Resize the lines below, starting at the line that contains "Exercise. Mark the debris" and continuing through the end of the records. Reproduce each one in full, requests included, but multiply every coordinate in the answers by 0.7 and round it to a whole number, with halves rounded up.

─── EXCERPTED RECORDS

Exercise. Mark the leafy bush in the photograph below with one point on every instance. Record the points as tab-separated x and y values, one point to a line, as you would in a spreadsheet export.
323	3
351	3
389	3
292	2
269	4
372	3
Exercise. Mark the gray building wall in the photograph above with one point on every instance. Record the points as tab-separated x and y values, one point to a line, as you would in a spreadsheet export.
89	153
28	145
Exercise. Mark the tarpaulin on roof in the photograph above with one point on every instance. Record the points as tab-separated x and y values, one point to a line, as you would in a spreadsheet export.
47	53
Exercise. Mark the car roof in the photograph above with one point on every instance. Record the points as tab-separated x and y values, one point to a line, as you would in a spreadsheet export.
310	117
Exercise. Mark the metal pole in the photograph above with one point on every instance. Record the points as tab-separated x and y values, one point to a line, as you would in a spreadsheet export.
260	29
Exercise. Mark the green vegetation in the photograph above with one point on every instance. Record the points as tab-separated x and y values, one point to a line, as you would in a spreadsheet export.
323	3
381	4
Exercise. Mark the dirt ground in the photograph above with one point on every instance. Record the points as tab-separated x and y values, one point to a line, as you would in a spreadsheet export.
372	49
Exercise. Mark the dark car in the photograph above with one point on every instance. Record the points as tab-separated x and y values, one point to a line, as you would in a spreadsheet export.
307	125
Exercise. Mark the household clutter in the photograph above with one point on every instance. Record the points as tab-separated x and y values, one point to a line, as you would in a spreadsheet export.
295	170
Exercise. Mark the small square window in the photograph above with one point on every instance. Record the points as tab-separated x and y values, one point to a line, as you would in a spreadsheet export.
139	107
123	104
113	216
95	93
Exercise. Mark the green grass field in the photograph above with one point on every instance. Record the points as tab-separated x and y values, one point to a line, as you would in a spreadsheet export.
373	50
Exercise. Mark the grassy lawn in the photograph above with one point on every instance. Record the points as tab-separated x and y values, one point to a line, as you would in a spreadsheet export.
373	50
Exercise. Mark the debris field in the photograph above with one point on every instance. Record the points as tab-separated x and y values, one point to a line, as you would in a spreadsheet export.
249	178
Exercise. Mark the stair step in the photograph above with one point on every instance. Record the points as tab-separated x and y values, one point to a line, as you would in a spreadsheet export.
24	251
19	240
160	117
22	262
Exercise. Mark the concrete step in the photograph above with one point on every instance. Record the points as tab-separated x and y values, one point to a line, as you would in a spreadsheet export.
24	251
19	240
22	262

──────

__RESPONSE BELOW__.
Exercise. Mark the debris field in the photograph above with one point on every instance. Record the points as tab-separated x and y values, one point to a line, as you would in a spreadsheet export.
174	125
Exercise. Mark the stair step in the photograph above with one point on every instance. Record the points as tab-separated x and y values, one point to a line, as you would in a spreadsheet export.
17	176
13	168
112	82
15	183
Exercise. Mark the concrete step in the photograph above with one point on every instance. Record the points as tab-separated x and y values, one point to a line, as you would in a spreadsheet export.
17	176
13	168
15	183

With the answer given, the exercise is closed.